• **PROBLEM DETAILS**: Please reproduce each of the items below verbatim, with no changes.

=-=-=

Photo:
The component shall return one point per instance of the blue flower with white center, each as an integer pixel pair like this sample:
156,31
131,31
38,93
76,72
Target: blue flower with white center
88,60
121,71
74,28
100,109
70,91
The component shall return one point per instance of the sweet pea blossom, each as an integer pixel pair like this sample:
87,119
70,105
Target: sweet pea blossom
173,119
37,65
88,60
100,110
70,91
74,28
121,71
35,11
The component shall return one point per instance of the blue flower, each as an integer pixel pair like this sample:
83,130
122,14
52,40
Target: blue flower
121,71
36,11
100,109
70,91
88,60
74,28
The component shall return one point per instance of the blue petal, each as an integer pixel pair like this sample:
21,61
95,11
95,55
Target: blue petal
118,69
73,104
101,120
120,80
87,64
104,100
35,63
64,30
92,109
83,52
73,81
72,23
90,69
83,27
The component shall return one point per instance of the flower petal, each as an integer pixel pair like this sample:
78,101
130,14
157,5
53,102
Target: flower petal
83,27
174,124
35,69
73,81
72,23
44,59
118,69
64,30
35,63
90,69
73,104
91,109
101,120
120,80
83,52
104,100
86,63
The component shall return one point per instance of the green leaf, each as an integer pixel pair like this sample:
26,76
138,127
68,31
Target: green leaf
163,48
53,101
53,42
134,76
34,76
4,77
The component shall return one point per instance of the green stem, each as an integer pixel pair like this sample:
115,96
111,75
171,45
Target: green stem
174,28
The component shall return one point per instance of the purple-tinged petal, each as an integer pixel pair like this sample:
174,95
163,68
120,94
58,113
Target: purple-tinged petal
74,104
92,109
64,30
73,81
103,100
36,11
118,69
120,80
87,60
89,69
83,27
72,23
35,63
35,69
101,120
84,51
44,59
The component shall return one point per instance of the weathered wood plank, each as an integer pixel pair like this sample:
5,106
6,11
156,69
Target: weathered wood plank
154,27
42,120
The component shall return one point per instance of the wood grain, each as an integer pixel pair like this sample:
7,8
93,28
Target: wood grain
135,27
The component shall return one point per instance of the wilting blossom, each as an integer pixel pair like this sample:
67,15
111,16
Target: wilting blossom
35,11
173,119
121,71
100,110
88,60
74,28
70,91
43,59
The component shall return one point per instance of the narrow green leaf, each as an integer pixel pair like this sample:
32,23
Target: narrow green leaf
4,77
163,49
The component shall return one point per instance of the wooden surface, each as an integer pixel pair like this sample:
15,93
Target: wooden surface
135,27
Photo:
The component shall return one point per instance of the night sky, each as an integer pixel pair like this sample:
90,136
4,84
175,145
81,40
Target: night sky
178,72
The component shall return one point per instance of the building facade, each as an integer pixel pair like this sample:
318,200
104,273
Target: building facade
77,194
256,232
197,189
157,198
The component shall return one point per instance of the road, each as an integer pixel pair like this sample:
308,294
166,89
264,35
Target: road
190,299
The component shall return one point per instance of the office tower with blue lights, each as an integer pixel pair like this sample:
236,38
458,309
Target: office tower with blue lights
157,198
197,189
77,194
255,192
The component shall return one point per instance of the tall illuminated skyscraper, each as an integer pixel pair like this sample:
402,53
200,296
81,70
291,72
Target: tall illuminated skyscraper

=-=-=

• **REPLY TO THE EXERCISE**:
Photo:
The component shall return one point per instance of the blue flower with white center, each as an integer pixel pair like this sample:
156,31
131,31
38,93
76,72
Target: blue flower with white center
88,60
121,71
74,28
100,109
70,91
The component shall return one point per instance of the sweet pea blossom, each as an integer pixel pair like this sample:
87,119
70,105
Target: sweet pea blossom
173,119
37,65
88,60
100,110
70,91
74,28
121,71
35,11
The component shall return one point per instance of the blue flower, each as an integer pixel pair like this sample:
83,130
122,14
52,40
Target: blue flower
121,71
36,11
100,109
70,91
88,60
74,28
The component shall return one point per instance of the blue petal, each as an integer pixel pair like this sample:
21,61
95,11
95,55
Target: blue petal
118,69
73,104
101,120
120,80
87,64
104,100
35,63
64,30
92,109
83,52
73,81
72,23
90,69
83,27
The component shall return one point per instance of the flower petal, each as an integer pixel pair like this sample:
78,101
130,14
157,5
53,102
Target: flower petal
83,27
174,124
35,69
73,81
72,23
44,59
118,69
64,30
35,63
90,69
73,104
91,109
101,120
120,80
83,52
104,100
86,63
The component shall return one point per instance of the green leaf, each as an integer pixel pair like this sample:
26,76
138,127
68,31
Target: green leaf
163,48
53,101
53,42
134,76
34,76
4,77
The component shall return one point per instance of the green stem, each as an integer pixel pair like this sample:
115,96
111,75
171,45
Target: green stem
174,28
The component shall return one point per instance of the purple-tinged petal, each as an integer pixel pair like this sample:
174,95
163,68
120,94
58,113
Target: purple-tinged petal
74,104
92,109
64,30
73,81
103,100
36,11
118,69
120,80
87,60
89,69
83,27
72,23
35,63
35,69
101,120
84,51
44,59
The component shall return one point per instance of the weathered wood plank, each as an integer pixel pair like this sample:
5,106
6,11
156,69
Target: weathered wood plank
154,27
42,120
The component shall return one point per instance of the wood grain, each as an integer pixel pair like this sample:
7,8
93,28
Target: wood grain
135,27
The component shall return one point per instance of the wilting blossom, each as an integer pixel pair like this sample:
67,15
111,16
Target: wilting blossom
35,11
173,119
121,71
100,110
88,60
74,28
70,91
43,59
The component shall return one point per instance of the narrow green leaf, each as an integer pixel pair like this sample:
32,23
Target: narrow green leaf
4,77
163,49
The component shall return one point per instance of the wooden surface, each as an integer pixel pair like this sample:
15,93
Target: wooden surface
135,27
Photo:
The component shall return one point per instance of the night sky, each as an integer pixel pair like this sample:
90,136
4,84
175,145
81,40
Target: night sky
178,72
The component shall return one point per instance of the building facade, each as an integer pixel pair like this sample:
318,200
104,273
Target: building facade
77,194
256,232
197,189
157,198
The component shall return one point per instance of the road, each as an integer pixel pair like this sample:
308,294
166,89
264,35
Target: road
190,299
The component shall return one point per instance of the office tower with blue lights, each as an integer pixel pair like this sample:
236,38
458,309
Target: office tower with blue lights
157,198
197,189
77,194
255,192
The component shall return one point per instance of the tall illuminated skyscraper, each as an integer pixel pair like this sample:
402,53
200,296
81,70
291,72
Target: tall illuminated skyscraper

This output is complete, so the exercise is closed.